- **Short task**
Retype precisely the section of the data that starts at the line containing "of the damaged" and runs to its final line, ends included.

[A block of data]
---+---
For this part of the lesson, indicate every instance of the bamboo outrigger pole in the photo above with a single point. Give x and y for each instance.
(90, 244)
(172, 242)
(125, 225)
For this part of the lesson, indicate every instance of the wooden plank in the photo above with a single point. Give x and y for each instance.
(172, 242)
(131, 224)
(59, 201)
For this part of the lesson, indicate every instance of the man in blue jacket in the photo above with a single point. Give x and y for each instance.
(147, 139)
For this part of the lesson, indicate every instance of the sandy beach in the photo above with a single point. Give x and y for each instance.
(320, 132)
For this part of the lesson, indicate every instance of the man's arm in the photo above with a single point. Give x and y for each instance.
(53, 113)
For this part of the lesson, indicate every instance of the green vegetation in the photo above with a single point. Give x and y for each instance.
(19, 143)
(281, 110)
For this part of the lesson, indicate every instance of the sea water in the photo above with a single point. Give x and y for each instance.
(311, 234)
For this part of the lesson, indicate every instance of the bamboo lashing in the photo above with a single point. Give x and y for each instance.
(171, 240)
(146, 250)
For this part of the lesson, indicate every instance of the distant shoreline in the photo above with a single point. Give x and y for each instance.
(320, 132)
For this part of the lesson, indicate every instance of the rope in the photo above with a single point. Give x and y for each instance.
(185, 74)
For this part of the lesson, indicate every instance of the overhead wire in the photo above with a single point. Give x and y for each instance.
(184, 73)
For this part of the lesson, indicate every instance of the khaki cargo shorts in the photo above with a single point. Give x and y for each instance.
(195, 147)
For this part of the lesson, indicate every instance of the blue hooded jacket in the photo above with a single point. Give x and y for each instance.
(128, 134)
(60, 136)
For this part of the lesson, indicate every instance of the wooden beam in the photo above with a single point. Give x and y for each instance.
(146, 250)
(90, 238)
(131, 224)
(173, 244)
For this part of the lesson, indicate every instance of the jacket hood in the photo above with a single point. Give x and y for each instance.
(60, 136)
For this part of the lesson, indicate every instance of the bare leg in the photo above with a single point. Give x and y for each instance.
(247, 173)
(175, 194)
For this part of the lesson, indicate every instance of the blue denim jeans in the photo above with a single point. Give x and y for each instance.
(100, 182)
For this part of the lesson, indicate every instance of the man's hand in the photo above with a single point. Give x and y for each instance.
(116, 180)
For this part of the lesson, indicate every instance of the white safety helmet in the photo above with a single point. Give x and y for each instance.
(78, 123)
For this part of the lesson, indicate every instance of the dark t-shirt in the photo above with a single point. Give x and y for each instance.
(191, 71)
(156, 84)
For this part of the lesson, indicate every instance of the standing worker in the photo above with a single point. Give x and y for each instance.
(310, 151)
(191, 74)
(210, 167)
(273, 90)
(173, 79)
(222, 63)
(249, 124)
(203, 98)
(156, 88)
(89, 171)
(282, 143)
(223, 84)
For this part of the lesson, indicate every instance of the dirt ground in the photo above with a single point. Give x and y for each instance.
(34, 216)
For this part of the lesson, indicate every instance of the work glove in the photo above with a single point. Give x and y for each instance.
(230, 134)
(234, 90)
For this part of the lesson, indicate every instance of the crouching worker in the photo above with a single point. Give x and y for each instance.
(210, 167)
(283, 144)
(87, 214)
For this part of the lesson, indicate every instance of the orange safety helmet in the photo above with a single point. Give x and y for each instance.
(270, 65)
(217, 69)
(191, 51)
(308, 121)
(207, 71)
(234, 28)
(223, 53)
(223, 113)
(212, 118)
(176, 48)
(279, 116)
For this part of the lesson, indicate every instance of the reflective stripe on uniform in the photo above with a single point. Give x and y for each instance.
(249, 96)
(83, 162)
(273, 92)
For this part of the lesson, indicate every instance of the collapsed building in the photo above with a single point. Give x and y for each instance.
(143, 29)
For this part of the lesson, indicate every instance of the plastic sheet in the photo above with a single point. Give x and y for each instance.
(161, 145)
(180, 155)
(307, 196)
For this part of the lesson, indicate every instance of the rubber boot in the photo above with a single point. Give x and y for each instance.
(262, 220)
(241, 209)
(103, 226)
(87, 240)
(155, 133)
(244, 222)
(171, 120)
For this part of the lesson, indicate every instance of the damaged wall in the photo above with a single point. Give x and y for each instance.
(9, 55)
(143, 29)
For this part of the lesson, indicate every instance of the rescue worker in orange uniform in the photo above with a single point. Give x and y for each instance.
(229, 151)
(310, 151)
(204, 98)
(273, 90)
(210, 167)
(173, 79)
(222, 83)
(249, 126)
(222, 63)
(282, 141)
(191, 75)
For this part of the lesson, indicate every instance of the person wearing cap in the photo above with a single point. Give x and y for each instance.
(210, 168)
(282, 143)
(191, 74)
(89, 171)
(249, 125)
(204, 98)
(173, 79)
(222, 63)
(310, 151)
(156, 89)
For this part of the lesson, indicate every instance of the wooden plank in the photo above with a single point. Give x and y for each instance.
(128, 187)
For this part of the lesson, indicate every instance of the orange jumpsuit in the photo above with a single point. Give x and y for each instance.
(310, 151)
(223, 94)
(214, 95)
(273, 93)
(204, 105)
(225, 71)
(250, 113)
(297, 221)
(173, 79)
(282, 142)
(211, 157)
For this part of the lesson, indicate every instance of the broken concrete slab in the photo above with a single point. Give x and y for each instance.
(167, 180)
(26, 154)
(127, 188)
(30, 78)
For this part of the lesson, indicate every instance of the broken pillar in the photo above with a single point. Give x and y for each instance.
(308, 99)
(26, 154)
---+---
- **Full response**
For this part of the lesson, indicate every instance of the damaged wall in the photo above with a single point. Give x and y for each instance.
(9, 55)
(143, 29)
For this part of the lesson, indicate every instance of the rescue worker in orange uniform in the photo above with a single point. Give x and y for each instance.
(229, 151)
(310, 151)
(204, 98)
(273, 90)
(210, 167)
(173, 79)
(222, 83)
(249, 126)
(222, 63)
(282, 141)
(191, 75)
For this part of the lesson, indicate every instance of the person wearing cap in the photo above with a single point. Give x and y for each instance.
(210, 168)
(282, 143)
(191, 74)
(89, 171)
(249, 125)
(204, 98)
(173, 79)
(222, 63)
(310, 151)
(156, 89)
For this part of the lesson, indicate every instance of the wooden plank in the photo above with a single point. Give x and y for each instance.
(128, 187)
For this part of the lesson, indicate every instance of the orange jumpsuit in the photo above with a single point. Give x and y for each instance.
(310, 151)
(223, 94)
(214, 95)
(273, 93)
(204, 105)
(225, 71)
(250, 113)
(297, 221)
(173, 79)
(282, 142)
(211, 157)
For this part of the lesson, indicate every instance of the broken concrete slab in the photo above with a single point. Give x and y for each instance.
(167, 180)
(26, 154)
(127, 188)
(30, 78)
For this part of the lesson, indicate every instance of the broken pillar in the photo above with a single point. Give x and y for each instance.
(308, 99)
(26, 154)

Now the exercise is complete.